#### SOURCE DOCUMENT

Monday 29 August 2011

Transformational and Transactional Politics

If you want to make any significant long-lasting change in any human thing, any community or practice, that is a political act. Whether you want to institute universal healthcare in the USA, minimise match-fixing and spot-fixing in cricket, or replace clowning with dancing in your local milonga, as soon as you really attempt to do something about it, you are fundamentally attempting to do the same sort of thing - on the continent-sized, medium, and microscopic scales respectively. There are many ways of going about it, even on the tiniest scale.

Here, via Naked Capitalism, is an article by Eric T. Schneiderman from 2008. In 2010, Schneiderman was elected attorney-general of New York. Recently, he's been using his powers to investigate bank fraud (which is what he's supposed to do, but for reasons you need some background for, this is widely considered surprising).

Eric Schneiderman: Transforming the Liberal Checklist: Transactional politics is pretty straightforward. What's the best deal I can get on a gun-control or immigration-reform bill during this year's legislative session? What do I have to do to elect a good progressive ally in November? Transactional politics requires us to be pragmatic about current realities and the state of public opinion. It's all about getting the best result possible given the circumstances here and now.
Transformational politics is the work we do today to ensure that the deal we can get on gun control or immigration reform in a year--or five years, or twenty years--will be better than the deal we can get today. Transformational politics requires us to challenge the way people think about issues, opening their minds to better possibilities. It requires us to root out the assumptions about politics or economics or human nature that prevent us from embracing policies that will make our lives better. Transformational politics has been a critical element of American political life since Lincoln was advocating his "oft expressed belief that a leader should endeavor to transform, yet heed, public opinion."
I invite you to read both this and the article by Matt Stoller praising Schneiderman that directed me to it. To follow Stoller's completely you'd need a little bit of background about mortgage fraud, but you can get the general idea without it.
Power Politics: What Eric Schneiderman reveals about Obama: A lot of people have asked why New York Attorney General Eric Schneiderman is going after the banks as aggressively as he is. It’s almost unbelievable that one lone elected official, who happens to have powerful legal tools at his disposal, is doing something that no one with any serious degree of power has done. So what is the secret? What kind of machinations is he undertaking that no one else has been able to do?
I’ve known Schneiderman for a few years, back when he was a state Senator working to reform the Rockefeller drug laws. And my answer to this question is pretty simple. He wants to. That’s it. Eric Schneiderman is investigating the banks because he thinks it’s the right thing to do. So he’s doing it.

########
#### RECORDS

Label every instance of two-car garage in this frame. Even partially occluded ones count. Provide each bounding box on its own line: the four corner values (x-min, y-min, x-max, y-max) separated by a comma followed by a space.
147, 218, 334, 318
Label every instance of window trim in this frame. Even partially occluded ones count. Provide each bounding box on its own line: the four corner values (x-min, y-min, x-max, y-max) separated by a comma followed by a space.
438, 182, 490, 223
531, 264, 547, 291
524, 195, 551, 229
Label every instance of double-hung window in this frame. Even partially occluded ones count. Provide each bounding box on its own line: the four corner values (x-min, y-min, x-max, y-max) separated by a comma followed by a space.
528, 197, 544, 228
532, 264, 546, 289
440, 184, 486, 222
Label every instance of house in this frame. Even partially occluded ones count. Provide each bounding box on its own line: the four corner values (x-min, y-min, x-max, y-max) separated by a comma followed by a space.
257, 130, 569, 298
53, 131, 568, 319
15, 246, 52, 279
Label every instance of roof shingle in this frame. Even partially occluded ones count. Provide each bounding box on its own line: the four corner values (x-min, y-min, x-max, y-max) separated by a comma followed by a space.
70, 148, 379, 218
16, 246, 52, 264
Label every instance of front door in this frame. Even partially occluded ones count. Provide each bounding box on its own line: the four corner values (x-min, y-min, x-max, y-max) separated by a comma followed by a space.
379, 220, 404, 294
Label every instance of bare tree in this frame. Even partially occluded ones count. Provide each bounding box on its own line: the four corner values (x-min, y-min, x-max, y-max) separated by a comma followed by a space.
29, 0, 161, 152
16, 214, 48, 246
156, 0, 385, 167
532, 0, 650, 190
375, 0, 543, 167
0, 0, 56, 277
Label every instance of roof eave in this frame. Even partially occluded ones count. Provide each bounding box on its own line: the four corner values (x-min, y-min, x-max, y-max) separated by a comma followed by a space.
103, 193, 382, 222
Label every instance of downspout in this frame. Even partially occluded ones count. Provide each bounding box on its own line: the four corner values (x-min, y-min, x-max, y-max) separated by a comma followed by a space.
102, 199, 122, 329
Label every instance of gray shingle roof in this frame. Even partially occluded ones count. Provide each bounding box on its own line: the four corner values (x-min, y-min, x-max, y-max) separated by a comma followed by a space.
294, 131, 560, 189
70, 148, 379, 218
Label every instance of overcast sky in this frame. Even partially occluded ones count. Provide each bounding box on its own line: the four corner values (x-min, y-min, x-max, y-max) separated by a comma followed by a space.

########

*YOUR TASKS*:
1. Write out the passage of the politics post beginning at the words "If you want" and stopping after "the tiniest scale.".
2. Give the rows as a JSON list of strings, one string per line and no blank lines, beginning at the first row and ending after the line that has "15, 246, 52, 279".
The post on transformational and transactional politics and the rows are unrelated pieces of material.

*ANSWER SET*:
1.
If you want to make any significant long-lasting change in any human thing, any community or practice, that is a political act. Whether you want to institute universal healthcare in the USA, minimise match-fixing and spot-fixing in cricket, or replace clowning with dancing in your local milonga, as soon as you really attempt to do something about it, you are fundamentally attempting to do the same sort of thing - on the continent-sized, medium, and microscopic scales respectively. There are many ways of going about it, even on the tiniest scale.

2.
[
  "Label every instance of two-car garage in this frame. Even partially occluded ones count. Provide each bounding box on its own line: the four corner values (x-min, y-min, x-max, y-max) separated by a comma followed by a space.",
  "147, 218, 334, 318",
  "Label every instance of window trim in this frame. Even partially occluded ones count. Provide each bounding box on its own line: the four corner values (x-min, y-min, x-max, y-max) separated by a comma followed by a space.",
  "438, 182, 490, 223",
  "531, 264, 547, 291",
  "524, 195, 551, 229",
  "Label every instance of double-hung window in this frame. Even partially occluded ones count. Provide each bounding box on its own line: the four corner values (x-min, y-min, x-max, y-max) separated by a comma followed by a space.",
  "528, 197, 544, 228",
  "532, 264, 546, 289",
  "440, 184, 486, 222",
  "Label every instance of house in this frame. Even partially occluded ones count. Provide each bounding box on its own line: the four corner values (x-min, y-min, x-max, y-max) separated by a comma followed by a space.",
  "257, 130, 569, 298",
  "53, 131, 568, 319",
  "15, 246, 52, 279"
]